- **Stated problem**: Could you rewrite the listing below with every "innermost point" replaced by "central point" and everything else unchanged, leaving the pictures out?

- **Material for the task**:
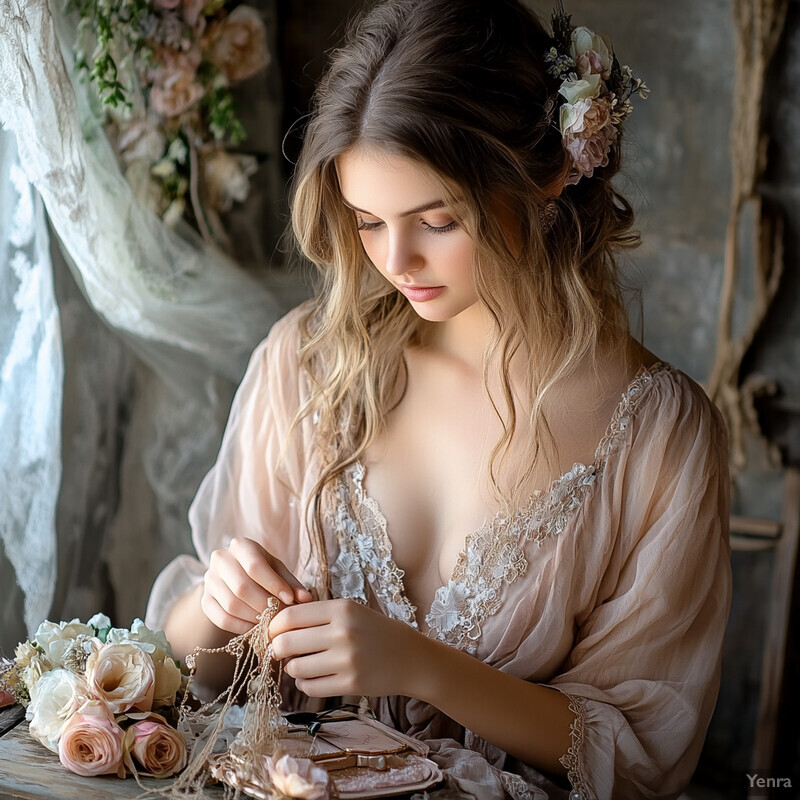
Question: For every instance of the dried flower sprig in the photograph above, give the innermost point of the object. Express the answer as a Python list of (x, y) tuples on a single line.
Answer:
[(597, 90), (163, 72)]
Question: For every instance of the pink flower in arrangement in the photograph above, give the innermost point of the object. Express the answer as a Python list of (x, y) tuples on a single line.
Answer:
[(159, 748), (589, 63), (238, 44), (191, 11), (91, 742), (597, 116), (589, 152), (175, 88)]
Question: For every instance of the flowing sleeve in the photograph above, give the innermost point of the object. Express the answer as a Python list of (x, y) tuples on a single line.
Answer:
[(643, 674), (254, 489)]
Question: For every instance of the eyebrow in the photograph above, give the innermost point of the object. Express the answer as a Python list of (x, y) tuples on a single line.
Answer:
[(434, 204)]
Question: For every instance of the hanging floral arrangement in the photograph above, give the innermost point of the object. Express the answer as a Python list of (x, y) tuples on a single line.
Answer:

- **Worked answer**:
Question: For every instance of the dried flower sprig in the photograph above, give the central point of the object. Express the answer as a Python list of (x, y) tuples on a single line.
Answer:
[(597, 90), (163, 72)]
Question: For every instance of the pink flower in arrangement in the photograph above, give the central point of the object. Express the answer as a Python list of (x, y) tuples on a single line.
Answer:
[(159, 748), (589, 63), (238, 44), (191, 11), (91, 742), (597, 116), (589, 152), (175, 88)]
Question: For every instance of the flowing sleeve in the photograph above, give the central point of the object. Express the answer as a Python list of (x, y) tuples on a single line.
Answer:
[(643, 674), (254, 489)]
Question: For every instance of the eyebrow in the photograph above, give the central point of the object. Express the answer as a Python list of (x, y) tuples on a single line.
Answer:
[(434, 204)]
Question: For every instance of the hanging floral arrangement in the photograph above, give the central point of the object. Express the answer as a Python list of (x, y) tuples on a single line.
Answer:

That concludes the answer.